### Work request
Copied exactly and without pictures, the lines from the beginning of the entries through the one that holds "box: [724, 73, 768, 125]" should form the entire reply.
Segment Start: Dataset records
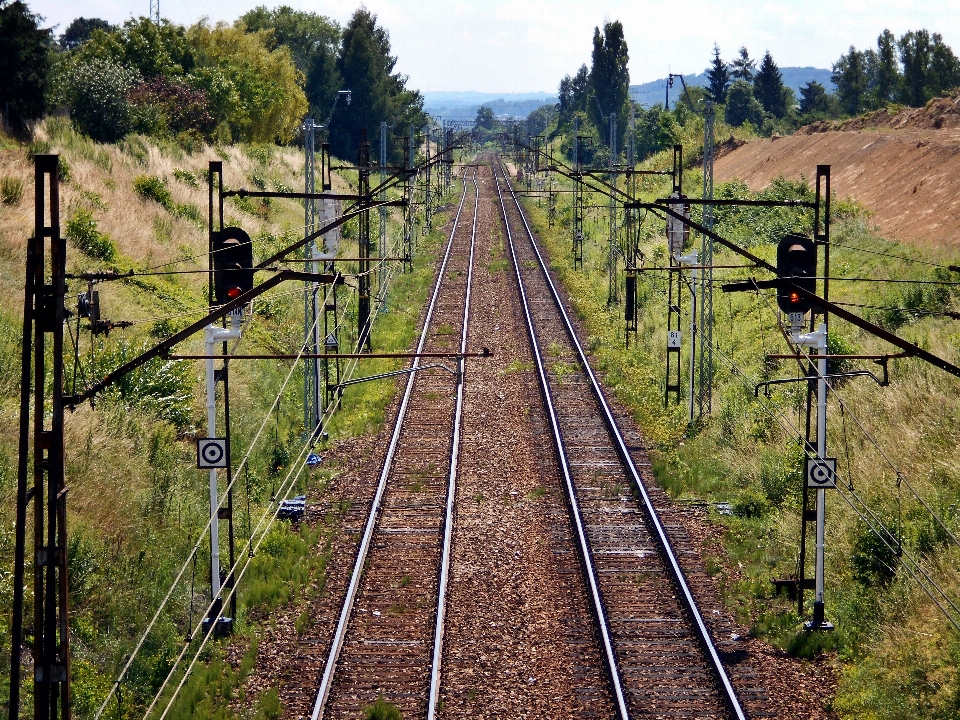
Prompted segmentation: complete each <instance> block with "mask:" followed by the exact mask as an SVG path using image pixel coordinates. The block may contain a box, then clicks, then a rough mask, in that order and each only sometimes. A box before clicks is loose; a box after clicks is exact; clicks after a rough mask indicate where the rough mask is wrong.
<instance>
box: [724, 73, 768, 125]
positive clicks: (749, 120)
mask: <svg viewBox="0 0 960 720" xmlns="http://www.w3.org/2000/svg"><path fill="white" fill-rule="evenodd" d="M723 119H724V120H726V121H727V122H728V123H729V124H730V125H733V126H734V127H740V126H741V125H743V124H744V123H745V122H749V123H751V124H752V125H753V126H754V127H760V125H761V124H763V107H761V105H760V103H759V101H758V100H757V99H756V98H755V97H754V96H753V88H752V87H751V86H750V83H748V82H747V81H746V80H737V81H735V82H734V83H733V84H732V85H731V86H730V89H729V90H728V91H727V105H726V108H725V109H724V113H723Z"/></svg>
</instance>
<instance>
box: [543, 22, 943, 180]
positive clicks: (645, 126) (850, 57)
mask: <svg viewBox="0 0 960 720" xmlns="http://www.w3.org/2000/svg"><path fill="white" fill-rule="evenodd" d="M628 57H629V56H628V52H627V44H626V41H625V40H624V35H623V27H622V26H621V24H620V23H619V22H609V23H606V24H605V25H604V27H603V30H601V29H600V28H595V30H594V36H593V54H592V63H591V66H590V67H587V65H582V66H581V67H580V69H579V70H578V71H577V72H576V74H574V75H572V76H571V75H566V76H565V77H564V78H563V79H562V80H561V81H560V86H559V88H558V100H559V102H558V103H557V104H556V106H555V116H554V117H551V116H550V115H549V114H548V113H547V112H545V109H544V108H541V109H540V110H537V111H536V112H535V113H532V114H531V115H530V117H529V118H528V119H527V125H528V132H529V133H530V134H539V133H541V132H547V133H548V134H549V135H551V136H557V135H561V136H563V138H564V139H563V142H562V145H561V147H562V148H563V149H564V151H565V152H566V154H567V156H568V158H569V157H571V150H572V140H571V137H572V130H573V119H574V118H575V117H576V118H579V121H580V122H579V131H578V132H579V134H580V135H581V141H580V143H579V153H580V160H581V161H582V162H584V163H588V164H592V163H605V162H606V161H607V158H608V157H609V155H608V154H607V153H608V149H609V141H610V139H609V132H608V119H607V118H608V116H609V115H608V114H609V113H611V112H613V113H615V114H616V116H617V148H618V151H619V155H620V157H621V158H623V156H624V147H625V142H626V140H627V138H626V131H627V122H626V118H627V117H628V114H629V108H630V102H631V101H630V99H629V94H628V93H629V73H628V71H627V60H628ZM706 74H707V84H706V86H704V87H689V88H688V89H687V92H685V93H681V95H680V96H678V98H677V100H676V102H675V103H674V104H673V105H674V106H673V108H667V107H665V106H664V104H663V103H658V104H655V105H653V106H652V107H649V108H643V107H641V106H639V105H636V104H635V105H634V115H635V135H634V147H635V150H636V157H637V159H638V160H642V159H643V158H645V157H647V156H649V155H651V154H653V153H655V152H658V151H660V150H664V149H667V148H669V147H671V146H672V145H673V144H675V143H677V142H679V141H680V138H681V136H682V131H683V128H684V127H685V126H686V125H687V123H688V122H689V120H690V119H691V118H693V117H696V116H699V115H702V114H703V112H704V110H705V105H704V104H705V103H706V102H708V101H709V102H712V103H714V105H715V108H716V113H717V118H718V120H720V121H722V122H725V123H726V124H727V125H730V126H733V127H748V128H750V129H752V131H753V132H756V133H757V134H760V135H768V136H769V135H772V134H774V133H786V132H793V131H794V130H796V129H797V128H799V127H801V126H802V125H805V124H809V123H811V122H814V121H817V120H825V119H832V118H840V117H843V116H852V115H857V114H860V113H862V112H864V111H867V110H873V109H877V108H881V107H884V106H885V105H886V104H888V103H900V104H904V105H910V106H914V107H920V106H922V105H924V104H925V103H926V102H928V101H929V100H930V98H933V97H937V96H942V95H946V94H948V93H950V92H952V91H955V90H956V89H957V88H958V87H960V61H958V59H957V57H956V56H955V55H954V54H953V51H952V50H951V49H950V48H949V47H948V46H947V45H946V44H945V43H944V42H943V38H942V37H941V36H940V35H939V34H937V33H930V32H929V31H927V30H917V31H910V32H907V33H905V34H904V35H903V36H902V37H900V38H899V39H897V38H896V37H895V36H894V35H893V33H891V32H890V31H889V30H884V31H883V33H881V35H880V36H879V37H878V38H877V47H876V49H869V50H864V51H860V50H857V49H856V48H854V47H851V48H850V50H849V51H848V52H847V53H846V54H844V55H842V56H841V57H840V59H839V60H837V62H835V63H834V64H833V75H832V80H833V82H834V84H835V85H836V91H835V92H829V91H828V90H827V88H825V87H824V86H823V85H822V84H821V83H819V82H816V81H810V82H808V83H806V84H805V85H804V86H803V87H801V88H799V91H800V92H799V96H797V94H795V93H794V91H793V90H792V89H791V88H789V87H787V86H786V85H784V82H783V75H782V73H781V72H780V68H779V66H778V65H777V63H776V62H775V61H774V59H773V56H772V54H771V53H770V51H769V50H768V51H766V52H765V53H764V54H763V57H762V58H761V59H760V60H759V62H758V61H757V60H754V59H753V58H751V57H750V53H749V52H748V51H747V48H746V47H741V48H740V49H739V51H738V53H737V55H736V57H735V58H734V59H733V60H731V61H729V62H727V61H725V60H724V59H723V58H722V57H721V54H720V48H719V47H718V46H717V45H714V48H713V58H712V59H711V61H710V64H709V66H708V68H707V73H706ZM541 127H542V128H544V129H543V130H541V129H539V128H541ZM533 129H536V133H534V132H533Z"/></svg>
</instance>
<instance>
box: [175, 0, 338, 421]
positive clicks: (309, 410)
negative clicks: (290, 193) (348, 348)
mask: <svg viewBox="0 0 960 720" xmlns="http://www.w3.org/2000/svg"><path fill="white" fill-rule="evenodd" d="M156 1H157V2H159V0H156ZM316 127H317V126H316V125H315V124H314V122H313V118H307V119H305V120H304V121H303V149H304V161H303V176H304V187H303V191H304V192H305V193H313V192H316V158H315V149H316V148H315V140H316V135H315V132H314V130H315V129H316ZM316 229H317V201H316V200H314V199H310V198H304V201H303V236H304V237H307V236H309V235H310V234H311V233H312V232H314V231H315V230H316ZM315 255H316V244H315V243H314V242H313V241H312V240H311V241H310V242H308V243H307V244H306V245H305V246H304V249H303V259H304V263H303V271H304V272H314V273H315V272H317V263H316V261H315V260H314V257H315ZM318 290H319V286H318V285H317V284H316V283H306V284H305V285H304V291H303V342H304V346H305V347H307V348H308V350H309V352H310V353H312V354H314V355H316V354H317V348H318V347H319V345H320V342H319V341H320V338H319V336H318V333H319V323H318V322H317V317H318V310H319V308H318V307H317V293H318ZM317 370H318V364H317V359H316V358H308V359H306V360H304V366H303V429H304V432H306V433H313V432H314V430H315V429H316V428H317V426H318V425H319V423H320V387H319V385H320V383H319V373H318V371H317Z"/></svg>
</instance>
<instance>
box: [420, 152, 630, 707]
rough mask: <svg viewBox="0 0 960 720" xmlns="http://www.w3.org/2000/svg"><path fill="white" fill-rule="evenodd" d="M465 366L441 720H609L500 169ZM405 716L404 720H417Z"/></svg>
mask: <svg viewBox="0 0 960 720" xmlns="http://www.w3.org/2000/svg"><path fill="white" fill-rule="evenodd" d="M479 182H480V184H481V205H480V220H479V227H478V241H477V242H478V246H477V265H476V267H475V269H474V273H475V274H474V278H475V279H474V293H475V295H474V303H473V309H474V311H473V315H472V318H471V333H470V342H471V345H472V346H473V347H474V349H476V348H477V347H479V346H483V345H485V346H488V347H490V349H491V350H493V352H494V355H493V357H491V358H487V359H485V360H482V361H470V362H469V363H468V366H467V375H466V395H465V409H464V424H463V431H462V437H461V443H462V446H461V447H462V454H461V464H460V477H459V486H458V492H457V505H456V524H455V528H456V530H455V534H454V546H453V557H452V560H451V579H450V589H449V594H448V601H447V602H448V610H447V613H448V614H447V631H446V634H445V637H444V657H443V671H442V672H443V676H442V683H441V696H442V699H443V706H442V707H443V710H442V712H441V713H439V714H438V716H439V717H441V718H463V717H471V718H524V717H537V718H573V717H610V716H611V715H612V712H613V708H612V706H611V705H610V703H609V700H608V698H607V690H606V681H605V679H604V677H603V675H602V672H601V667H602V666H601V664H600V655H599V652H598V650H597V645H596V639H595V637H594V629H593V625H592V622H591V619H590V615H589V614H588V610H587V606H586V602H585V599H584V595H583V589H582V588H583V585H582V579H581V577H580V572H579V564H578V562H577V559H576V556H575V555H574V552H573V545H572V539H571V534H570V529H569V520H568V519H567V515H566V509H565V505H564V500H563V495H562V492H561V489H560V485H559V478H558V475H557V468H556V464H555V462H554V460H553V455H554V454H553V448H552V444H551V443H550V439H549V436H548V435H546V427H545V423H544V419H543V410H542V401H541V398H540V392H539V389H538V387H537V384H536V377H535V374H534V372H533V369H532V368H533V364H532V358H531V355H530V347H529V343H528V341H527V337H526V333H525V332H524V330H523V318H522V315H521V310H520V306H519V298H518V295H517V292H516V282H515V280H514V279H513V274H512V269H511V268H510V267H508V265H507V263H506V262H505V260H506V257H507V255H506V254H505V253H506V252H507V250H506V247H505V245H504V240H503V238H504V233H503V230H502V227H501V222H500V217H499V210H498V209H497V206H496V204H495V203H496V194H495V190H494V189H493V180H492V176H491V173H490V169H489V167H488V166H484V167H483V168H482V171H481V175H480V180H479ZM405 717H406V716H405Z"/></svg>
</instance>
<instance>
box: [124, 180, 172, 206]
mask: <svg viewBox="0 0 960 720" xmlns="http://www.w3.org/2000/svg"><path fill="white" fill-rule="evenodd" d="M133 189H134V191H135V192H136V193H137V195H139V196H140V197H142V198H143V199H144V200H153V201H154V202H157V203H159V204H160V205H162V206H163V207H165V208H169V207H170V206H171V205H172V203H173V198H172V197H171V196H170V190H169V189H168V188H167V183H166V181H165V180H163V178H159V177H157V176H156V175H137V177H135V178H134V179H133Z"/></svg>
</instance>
Segment End: Dataset records
### Solved exercise
Prompted segmentation: complete each <instance> block with "mask:" followed by the exact mask as an SVG path using image pixel coordinates. The block may contain a box, then clicks, then a rough mask, in that order and each only sometimes. A box before clicks is loose; a box after clicks is exact; clicks after a rough mask indicate where the rough mask is wrong.
<instance>
box: [724, 73, 768, 125]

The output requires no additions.